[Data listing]
====

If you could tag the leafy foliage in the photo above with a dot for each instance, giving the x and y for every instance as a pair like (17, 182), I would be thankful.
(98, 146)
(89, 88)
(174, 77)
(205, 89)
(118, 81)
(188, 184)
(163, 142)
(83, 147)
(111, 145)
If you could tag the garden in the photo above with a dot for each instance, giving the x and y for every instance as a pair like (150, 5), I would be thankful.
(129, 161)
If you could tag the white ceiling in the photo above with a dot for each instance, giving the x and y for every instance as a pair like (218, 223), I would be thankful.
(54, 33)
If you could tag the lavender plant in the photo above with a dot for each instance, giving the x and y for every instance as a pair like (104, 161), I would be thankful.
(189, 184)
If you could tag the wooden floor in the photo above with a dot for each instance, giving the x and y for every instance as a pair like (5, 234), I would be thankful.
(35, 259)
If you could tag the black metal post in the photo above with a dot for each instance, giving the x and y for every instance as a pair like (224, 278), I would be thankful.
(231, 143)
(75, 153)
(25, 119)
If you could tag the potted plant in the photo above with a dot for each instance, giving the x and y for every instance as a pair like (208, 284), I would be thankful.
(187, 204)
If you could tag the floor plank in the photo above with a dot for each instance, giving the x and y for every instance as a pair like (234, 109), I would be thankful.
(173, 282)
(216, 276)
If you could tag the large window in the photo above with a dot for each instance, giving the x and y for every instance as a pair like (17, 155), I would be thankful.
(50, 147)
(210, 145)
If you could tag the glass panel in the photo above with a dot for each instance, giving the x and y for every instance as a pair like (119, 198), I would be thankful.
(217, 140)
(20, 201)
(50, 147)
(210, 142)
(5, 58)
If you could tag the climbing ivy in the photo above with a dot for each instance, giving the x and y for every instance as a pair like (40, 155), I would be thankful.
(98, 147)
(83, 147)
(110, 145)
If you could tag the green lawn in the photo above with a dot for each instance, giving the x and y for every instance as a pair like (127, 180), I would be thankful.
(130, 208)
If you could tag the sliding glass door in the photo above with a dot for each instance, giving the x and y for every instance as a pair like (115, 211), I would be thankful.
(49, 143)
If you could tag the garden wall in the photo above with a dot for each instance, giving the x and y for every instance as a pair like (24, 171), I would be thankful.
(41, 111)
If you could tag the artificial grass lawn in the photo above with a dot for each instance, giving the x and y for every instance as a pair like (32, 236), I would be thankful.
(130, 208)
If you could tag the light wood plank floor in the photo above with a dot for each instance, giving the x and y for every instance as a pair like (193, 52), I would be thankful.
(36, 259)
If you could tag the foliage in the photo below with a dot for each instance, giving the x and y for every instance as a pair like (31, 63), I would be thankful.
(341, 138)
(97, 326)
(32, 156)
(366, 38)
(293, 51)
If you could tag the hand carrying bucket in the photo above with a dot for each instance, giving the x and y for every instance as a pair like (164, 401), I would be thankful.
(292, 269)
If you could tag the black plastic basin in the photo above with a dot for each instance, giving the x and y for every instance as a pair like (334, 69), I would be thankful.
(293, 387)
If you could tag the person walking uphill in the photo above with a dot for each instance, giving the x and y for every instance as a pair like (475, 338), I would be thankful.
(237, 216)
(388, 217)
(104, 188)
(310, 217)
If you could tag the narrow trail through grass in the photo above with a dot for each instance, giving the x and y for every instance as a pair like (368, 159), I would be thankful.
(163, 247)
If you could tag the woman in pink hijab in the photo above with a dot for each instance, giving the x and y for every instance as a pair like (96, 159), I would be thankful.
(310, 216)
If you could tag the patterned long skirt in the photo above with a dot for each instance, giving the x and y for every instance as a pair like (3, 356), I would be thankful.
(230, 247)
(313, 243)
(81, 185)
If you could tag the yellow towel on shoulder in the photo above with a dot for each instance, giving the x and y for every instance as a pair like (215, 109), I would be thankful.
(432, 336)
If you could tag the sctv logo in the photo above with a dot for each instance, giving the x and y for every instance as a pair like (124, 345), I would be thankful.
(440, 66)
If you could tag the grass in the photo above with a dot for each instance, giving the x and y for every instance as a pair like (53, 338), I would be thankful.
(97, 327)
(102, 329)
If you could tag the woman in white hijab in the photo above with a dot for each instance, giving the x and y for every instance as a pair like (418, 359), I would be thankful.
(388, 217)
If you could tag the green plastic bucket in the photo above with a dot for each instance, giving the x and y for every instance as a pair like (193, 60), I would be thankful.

====

### DO THIS
The entries above must be returned exactly.

### COMPLETED TASK
If you could tag the leafy foliage in the photo above with a dot for each instance, giving the x and y for every instance as a pair like (17, 182), I would be thankful.
(98, 146)
(89, 88)
(174, 77)
(205, 89)
(118, 81)
(188, 184)
(163, 142)
(83, 147)
(111, 145)
If you could tag the garden in the photo above with a dot for each instance, giving the x and y for every instance as a pair like (150, 5), I would be thankful.
(129, 161)
If you could tag the white ceiling in the photo above with a dot for each instance, giving the x and y for every instance as a pair like (218, 223), I would be thankful.
(54, 33)
If you could tag the lavender plant in the photo above with a dot for each instance, giving the x and y for every instance as a pair like (104, 161), I would be thankful.
(189, 184)
If you could tag the wooden floor in the photo above with a dot for each instance, giving the x and y for every instance as a pair like (5, 234), I would be thankful.
(35, 259)
If you could tag the black metal post in the photo above with a dot for each instance, giving the x and y for every instance as a pair like (224, 278), I would be thankful.
(231, 143)
(75, 153)
(25, 119)
If you could tag the potted plant in the photo above with a dot for each instance, giving the x and y for every instance as a pair like (208, 284), I would be thankful.
(187, 204)
If you could tag the floor plank in the photo above with a dot for each instance, giving the x and y for every instance as a pair like (234, 109), I would be thankful.
(173, 282)
(216, 276)
If you could tag the large window in the photo above with a dot for each instance, giving the x and y for every instance as a pair like (17, 155), I would be thankful.
(50, 147)
(210, 145)
If you could tag the glass panel in the photo above with a dot for each instance, giving the x and y for every instance as a pair like (119, 198), I would be thankful.
(217, 140)
(20, 201)
(50, 147)
(210, 142)
(5, 58)
If you could tag the climbing ivy in the photo above with a dot for each instance, giving the x and y for every instance as a pair like (40, 155), I would be thankful.
(98, 147)
(83, 147)
(110, 145)
If you could tag the green lawn in the photo above with a dot for each instance, giving the x and y for every instance as a pair like (127, 180), I would be thankful.
(130, 208)
If you could tag the sliding glass door in the photo above with a dot for each instance, giving the x and y for every instance as a pair like (115, 211), I would be thankful.
(49, 143)
If you could tag the garden wall in the photo above with a dot for each instance, giving the x and y for every instance as a pair like (24, 171), I would be thankful.
(41, 111)
If you could tag the artificial grass lawn in the photo above with a dot for each instance, giving the x and y for every instance as a pair like (32, 236), I would be thankful.
(130, 208)
If you could tag the light wood plank floor in the photo above with a dot for each instance, giving the x and y for every instance as a pair like (193, 52), I would be thankful.
(36, 259)
If you could tag the foliage in the photo below with a dot for each instance, giving the x and y for every instance as a pair like (31, 63), I would be thankful.
(341, 138)
(97, 326)
(32, 156)
(366, 38)
(293, 51)
If you could tag the hand carrying bucket in the photo above with a dot for each instance, giving the x and y for every instance as a pair like (164, 401), I would be thankful.
(292, 269)
If you could tag the black plastic basin in the photo above with a dot for each instance, giving the x and y for every instance as a pair like (334, 69), I would be thankful.
(293, 387)
If you could tag the person walking uphill in the photo above with a dot for each instance, giving the x and y for every instance as a pair like (475, 338), I would be thankful.
(237, 216)
(388, 217)
(104, 188)
(310, 217)
If you could tag the narrow trail through grass in the photo above with a dot for each instance, giving the x and y for every instance as a pair like (368, 159), I would be thankful.
(163, 247)
If you could tag the woman in pink hijab in the photo above with a dot for each instance, giving the x and y for every instance as a pair like (96, 159), I would be thankful.
(310, 216)
If you could tag the patterned long skirt in the photo above with a dot for each instance, giving the x and y for every instance as a pair like (3, 356), I would be thankful.
(230, 247)
(313, 243)
(81, 185)
If you could tag the yellow towel on shoulder in the photo above with a dot for each instance, giving the x and y for every instance as a pair like (215, 109), I would be thankful.
(432, 336)
If you could tag the sctv logo in the photo above with a dot for each instance, giving the x and y for every instance as a pair like (124, 345), I would be thankful.
(440, 66)
If you could tag the grass in the photo above with a dot for each instance, giving the x and y for every instance as a pair like (53, 338), I would be thankful.
(97, 327)
(102, 329)
If you could tag the woman in white hijab in the photo above with a dot for each instance, giving the x and y for every instance as a pair like (418, 359), I would be thankful.
(388, 217)
If you could tag the green plastic bucket in the photo above with a dot for each instance, giving the x and y for every instance as a pair like (193, 60), I would be thankful.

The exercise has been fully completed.